Please identify each line in the items below that contains the word "knife" and copy every such line.

▬▬▬

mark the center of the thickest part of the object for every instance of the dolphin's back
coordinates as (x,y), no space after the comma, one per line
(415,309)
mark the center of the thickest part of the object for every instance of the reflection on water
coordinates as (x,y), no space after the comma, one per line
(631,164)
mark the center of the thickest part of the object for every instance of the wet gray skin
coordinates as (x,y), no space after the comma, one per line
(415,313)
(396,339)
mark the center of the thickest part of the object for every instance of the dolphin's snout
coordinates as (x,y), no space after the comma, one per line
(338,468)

▬▬▬

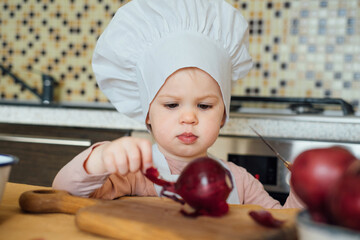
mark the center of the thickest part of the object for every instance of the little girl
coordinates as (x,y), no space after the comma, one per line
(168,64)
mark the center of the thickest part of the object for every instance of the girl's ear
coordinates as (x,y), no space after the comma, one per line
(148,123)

▬▬▬

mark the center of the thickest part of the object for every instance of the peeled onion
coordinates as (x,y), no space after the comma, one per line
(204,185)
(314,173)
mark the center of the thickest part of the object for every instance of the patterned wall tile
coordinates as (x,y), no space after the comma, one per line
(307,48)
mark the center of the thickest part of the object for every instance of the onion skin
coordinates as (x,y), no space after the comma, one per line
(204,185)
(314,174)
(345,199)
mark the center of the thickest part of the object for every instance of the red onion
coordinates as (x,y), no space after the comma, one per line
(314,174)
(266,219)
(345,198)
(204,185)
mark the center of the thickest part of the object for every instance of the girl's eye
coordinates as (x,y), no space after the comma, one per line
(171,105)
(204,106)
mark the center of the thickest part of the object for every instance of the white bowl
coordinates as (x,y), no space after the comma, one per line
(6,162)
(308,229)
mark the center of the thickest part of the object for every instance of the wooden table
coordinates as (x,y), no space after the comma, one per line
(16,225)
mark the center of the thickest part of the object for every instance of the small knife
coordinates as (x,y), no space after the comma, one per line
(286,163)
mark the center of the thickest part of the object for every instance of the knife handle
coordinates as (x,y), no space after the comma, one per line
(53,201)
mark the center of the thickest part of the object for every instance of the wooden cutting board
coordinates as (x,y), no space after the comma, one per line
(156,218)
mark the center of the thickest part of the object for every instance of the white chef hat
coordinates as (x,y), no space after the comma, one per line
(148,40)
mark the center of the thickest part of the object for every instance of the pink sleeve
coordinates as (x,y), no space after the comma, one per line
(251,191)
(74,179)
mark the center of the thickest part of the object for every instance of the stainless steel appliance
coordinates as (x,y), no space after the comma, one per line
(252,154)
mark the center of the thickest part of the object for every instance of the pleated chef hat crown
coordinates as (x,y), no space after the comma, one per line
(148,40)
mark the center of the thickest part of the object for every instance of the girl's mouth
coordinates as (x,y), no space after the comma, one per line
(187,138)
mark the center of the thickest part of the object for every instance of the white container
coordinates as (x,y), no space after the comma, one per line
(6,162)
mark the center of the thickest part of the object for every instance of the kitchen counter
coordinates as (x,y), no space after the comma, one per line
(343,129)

▬▬▬

* **EXERCISE RESPONSE**:
mark the center of the thickest part of the object for every instance of the small knife
mark the center of the thickest part of the object for every instance of the knife handle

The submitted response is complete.